__TASK DESCRIPTION__:
Answer these about the forum thread on beamforming in SpeechBrain:
1. Which beamformers does the thread name as supported?
2. What problems does the poster asking about Arm64 keep running into?
3. Which script is run with python3 in the terminal output?

## Start PASSAGE GIVEN

DNN Beamforming and other front-ends modules

Hi,
Is SpeechBrain at its current state supports multi-channel End-To-End speech recognition?
Does it have any beamforming(DNN based)/Masking/Biasing capabilities?

Hi ! Yes it does we have an example on our tutorials Here

However, I don’t think we currently have a recipe for that. @mravanelli could you confirm ?

Not Found

The requested URL was not found on this server.

We support different beamformers (e.g, delay-and-sum, MVDR, GeV) and there is a tutorials on that. Some of my students are now working to connect the beamformers to the speech recognition pipelines in different way. It is something quite straightforward do to do though (just connecting existing functionalities).

@stuartiannaylor oops: https://colab.research.google.com/drive/1UVoYDUiIrwMpBTghQPbA6rC1mc9IBzi6?usp=sharing

1 Like

Does anyone have a guide how to install on Arm64 as whatever I do I always seem to hit Intel_mkl problems.

I just followed this install.

https://mathinf.eu/pytorch/arm64/2021-01/ after several fails of my own but still.

(venv) pi@raspberrypi:~/speech-brain/speechbrain-0.5.7 $ python3 delay-sum.py
/home/pi/speech-brain/venv/lib/python3.7/site-packages/torch/functional.py:585: UserWarning: stft with return_complex=False is deprecated. In a future pytorch release, stft will return complex tensors for all inputs, and return_complex=False will raise an error.
Note: you can still call torch.view_as_real on the complex output to recover the old return format. (Triggered internally at  ../aten/src/ATen/native/SpectralOps.cpp:483.)
  normalized, onesided, return_complex)
Traceback (most recent call last):
  File "delay-sum.py", line 38, in <module>
    Xs = stft(xs)
  File "/home/pi/speech-brain/venv/lib/python3.7/site-packages/torch/nn/modules/module.py", line 880, in _call_impl
    result = self.forward(*input, **kwargs)

## End PASSAGE GIVEN
## Start GIVEN MATERIAL

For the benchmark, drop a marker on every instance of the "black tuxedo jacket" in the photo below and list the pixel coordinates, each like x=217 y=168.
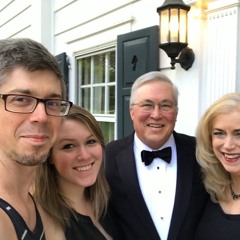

## End GIVEN MATERIAL

__FULL ANSWER__:
1. Delay-and-sum, MVDR and GeV.
2. Intel_mkl problems.
3. delay-sum.py